--- SUPPLIED TEXT ---
-*-*-

After reading this volume, the only apparent betrayal will be to the consumer who plunks down $25.00 for this mess, complains Bill Davy.





Having recently experienced an earthquake and a hurricane here in DC in less than a week, I thought I had seen my quota of disasters for a while. That is until this book showed up. In the pantheon of JFK literature we usually get one goofball theory per book. But in Betrayal in Dallas: LBJ, the Pearl Street Mafia, and the Murder of President Kennedy, author Mark North doubles-down and we get two discredited theories for the price of one.

In this alternative universe LBJ, in cahoots with something called the “Pearl Street Mafia” (an invented title as the author admits), had JFK bumped off. For good measure, LBJ’s old crony and FBI head, J. Edgar Hoover is thrown into this mix as well. Hoover seems to be a favorite boogey man of North’s as he strongly implied JEH involvement in the President’s assassination in his previous offering, Act of Treason. In Betrayal in Dallas, according to North, Hoover’s complicity is unequivocal.

-*-*-

--- TASK PROMPT ---
Reproduce, word for word, the passage of the book review above that begins with the words containing "In this alternative" and ends with "complicity is unequivocal.".

-*-*-

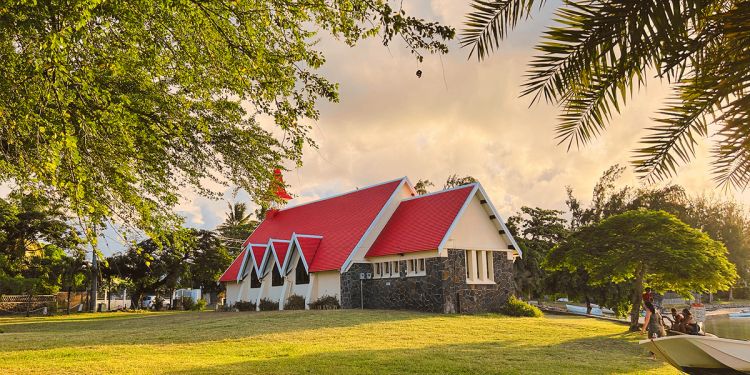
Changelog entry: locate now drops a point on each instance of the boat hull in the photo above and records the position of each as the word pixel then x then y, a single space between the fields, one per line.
pixel 702 354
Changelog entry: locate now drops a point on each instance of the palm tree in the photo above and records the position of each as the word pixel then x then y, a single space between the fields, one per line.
pixel 600 50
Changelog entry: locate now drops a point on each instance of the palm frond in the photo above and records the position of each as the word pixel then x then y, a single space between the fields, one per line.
pixel 490 21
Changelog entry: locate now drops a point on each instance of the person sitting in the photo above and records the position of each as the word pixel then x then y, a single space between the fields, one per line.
pixel 676 320
pixel 689 325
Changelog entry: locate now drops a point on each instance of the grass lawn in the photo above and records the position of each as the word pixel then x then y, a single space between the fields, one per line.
pixel 343 341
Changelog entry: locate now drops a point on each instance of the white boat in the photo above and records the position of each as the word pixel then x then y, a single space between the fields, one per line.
pixel 702 354
pixel 582 310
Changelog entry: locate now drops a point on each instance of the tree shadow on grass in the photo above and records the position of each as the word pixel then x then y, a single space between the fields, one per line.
pixel 177 328
pixel 593 355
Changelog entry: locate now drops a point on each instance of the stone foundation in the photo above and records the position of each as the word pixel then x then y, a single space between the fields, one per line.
pixel 442 289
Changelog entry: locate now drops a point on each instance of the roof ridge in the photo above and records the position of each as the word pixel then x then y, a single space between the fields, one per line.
pixel 345 193
pixel 471 185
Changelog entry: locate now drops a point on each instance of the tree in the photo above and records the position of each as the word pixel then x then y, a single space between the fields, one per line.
pixel 537 231
pixel 600 51
pixel 185 258
pixel 642 247
pixel 237 226
pixel 37 245
pixel 112 108
pixel 209 260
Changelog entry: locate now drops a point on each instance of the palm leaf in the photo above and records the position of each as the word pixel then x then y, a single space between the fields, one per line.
pixel 490 21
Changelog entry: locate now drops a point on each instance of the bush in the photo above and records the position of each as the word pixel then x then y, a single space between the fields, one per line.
pixel 244 306
pixel 159 304
pixel 325 303
pixel 200 305
pixel 268 305
pixel 516 307
pixel 295 302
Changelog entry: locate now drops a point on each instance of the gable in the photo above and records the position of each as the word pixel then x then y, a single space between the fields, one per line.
pixel 341 220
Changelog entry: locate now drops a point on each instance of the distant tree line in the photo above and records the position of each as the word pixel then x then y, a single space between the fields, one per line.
pixel 544 234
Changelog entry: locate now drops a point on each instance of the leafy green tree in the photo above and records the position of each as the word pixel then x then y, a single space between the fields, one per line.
pixel 599 51
pixel 36 245
pixel 644 247
pixel 111 108
pixel 455 181
pixel 208 261
pixel 185 258
pixel 237 226
pixel 422 186
pixel 537 231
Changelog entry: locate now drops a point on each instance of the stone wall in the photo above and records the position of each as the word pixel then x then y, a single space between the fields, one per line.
pixel 442 289
pixel 461 297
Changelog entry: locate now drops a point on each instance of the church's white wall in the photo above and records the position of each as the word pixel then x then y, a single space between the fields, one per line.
pixel 407 256
pixel 475 230
pixel 403 193
pixel 232 293
pixel 300 290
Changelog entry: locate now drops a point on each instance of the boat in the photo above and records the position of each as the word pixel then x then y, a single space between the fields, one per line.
pixel 582 310
pixel 702 354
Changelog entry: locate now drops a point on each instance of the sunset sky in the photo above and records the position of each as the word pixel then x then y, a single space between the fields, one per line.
pixel 463 117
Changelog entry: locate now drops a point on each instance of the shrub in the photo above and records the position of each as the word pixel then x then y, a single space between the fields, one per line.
pixel 244 306
pixel 200 305
pixel 325 303
pixel 159 304
pixel 516 307
pixel 295 302
pixel 268 305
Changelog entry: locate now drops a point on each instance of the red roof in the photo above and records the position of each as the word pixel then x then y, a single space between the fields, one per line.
pixel 308 246
pixel 258 252
pixel 280 248
pixel 232 273
pixel 341 220
pixel 420 223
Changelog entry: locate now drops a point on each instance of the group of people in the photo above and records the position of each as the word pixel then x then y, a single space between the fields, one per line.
pixel 654 322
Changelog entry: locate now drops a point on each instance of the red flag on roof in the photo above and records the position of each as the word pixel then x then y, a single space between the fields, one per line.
pixel 280 191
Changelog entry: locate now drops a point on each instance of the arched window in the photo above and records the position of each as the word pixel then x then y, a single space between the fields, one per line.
pixel 301 276
pixel 276 279
pixel 254 281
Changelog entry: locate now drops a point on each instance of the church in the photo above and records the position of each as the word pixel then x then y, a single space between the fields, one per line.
pixel 381 247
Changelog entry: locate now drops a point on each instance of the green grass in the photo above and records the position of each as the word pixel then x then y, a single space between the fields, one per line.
pixel 344 341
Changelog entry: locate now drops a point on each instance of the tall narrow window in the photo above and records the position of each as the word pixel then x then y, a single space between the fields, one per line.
pixel 300 274
pixel 276 279
pixel 490 266
pixel 254 280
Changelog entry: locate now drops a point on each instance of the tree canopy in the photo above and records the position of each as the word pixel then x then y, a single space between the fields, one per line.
pixel 599 52
pixel 651 247
pixel 112 107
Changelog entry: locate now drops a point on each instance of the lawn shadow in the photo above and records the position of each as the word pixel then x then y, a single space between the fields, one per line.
pixel 592 355
pixel 177 328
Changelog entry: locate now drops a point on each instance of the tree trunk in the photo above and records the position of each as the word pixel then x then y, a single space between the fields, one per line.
pixel 636 299
pixel 68 309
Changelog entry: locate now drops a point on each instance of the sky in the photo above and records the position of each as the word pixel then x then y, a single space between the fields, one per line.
pixel 461 117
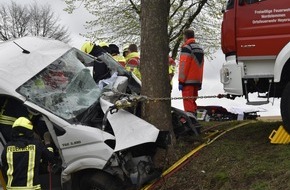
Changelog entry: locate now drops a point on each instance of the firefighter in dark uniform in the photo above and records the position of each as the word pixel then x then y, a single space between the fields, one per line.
pixel 21 157
pixel 10 110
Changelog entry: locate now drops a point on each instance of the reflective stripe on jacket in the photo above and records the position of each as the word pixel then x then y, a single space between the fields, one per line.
pixel 191 63
pixel 120 59
pixel 133 64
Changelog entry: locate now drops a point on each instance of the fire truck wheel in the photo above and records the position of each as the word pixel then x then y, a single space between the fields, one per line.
pixel 99 181
pixel 285 107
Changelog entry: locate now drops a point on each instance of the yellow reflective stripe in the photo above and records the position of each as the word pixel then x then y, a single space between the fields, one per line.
pixel 6 122
pixel 31 164
pixel 9 156
pixel 5 117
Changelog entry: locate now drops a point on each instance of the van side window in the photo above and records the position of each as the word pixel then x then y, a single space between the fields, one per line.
pixel 230 4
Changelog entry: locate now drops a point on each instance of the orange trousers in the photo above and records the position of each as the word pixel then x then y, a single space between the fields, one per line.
pixel 190 104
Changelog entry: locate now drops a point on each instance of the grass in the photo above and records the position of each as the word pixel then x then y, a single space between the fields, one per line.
pixel 242 159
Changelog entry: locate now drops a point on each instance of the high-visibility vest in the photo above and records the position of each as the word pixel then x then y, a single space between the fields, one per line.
pixel 120 59
pixel 191 63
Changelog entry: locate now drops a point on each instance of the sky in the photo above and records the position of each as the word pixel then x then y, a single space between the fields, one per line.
pixel 211 84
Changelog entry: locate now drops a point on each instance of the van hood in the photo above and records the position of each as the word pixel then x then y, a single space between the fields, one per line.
pixel 129 129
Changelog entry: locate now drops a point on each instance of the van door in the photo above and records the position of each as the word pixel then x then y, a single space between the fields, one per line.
pixel 262 27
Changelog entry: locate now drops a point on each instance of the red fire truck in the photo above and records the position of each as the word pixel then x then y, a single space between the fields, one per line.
pixel 256 44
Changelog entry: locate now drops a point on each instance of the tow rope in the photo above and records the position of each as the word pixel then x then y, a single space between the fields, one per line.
pixel 185 159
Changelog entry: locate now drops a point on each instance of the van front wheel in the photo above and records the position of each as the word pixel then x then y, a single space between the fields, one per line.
pixel 285 107
pixel 100 181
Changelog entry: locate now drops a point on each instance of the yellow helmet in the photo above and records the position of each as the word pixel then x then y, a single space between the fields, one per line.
pixel 23 122
pixel 87 47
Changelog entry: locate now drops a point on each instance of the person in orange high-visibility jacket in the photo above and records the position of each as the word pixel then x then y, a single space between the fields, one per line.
pixel 190 70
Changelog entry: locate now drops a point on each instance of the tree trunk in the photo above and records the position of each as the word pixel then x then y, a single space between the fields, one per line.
pixel 154 65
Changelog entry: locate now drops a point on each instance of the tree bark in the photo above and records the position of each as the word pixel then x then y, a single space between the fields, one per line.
pixel 154 66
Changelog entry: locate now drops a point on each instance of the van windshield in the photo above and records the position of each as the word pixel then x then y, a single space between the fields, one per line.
pixel 230 4
pixel 65 87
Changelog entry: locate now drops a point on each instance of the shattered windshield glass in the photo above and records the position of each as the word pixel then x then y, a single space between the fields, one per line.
pixel 65 88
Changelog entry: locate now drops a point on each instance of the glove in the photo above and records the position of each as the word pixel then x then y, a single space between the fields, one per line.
pixel 180 87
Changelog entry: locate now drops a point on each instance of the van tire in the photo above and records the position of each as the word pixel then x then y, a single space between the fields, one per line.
pixel 285 107
pixel 100 180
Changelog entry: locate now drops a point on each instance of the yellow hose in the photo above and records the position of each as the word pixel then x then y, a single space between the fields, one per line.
pixel 191 153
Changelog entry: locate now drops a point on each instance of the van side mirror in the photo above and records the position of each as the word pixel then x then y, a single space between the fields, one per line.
pixel 241 2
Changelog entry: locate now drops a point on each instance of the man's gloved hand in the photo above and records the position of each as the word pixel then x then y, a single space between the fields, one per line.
pixel 180 87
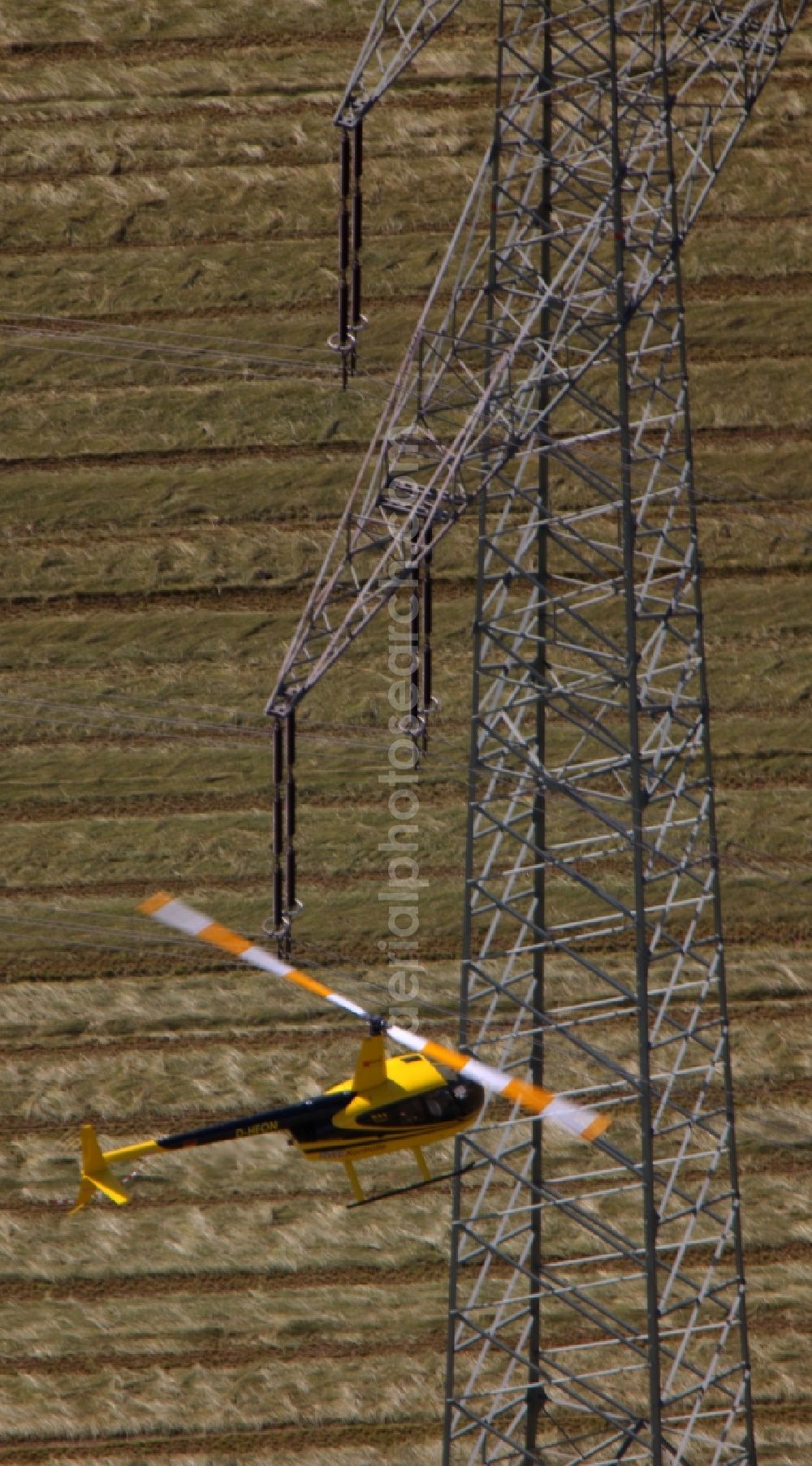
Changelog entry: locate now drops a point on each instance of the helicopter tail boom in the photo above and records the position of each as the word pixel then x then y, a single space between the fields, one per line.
pixel 96 1176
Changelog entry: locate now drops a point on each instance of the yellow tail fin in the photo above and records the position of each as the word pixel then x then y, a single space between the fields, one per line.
pixel 96 1174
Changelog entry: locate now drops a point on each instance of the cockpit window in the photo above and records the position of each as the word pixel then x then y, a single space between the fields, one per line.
pixel 446 1103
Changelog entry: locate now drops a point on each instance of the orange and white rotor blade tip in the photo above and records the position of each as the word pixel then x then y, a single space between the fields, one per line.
pixel 566 1113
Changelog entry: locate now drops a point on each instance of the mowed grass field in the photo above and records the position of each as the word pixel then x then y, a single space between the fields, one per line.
pixel 167 173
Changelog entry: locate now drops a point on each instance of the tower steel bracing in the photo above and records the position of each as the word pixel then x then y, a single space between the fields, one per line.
pixel 597 1300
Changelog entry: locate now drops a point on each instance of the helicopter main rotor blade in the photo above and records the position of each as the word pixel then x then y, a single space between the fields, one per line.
pixel 573 1118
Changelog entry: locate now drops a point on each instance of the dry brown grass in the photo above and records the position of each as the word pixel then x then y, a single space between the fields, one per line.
pixel 162 182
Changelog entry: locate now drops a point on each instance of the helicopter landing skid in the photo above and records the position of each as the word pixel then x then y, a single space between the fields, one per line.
pixel 400 1191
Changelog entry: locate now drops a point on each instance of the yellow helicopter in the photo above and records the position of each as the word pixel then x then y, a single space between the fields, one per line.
pixel 389 1105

-*-*-

--- THE OUTPUT ---
In this alternative universe LBJ, in cahoots with something called the “Pearl Street Mafia” (an invented title as the author admits), had JFK bumped off. For good measure, LBJ’s old crony and FBI head, J. Edgar Hoover is thrown into this mix as well. Hoover seems to be a favorite boogey man of North’s as he strongly implied JEH involvement in the President’s assassination in his previous offering, Act of Treason. In Betrayal in Dallas, according to North, Hoover’s complicity is unequivocal.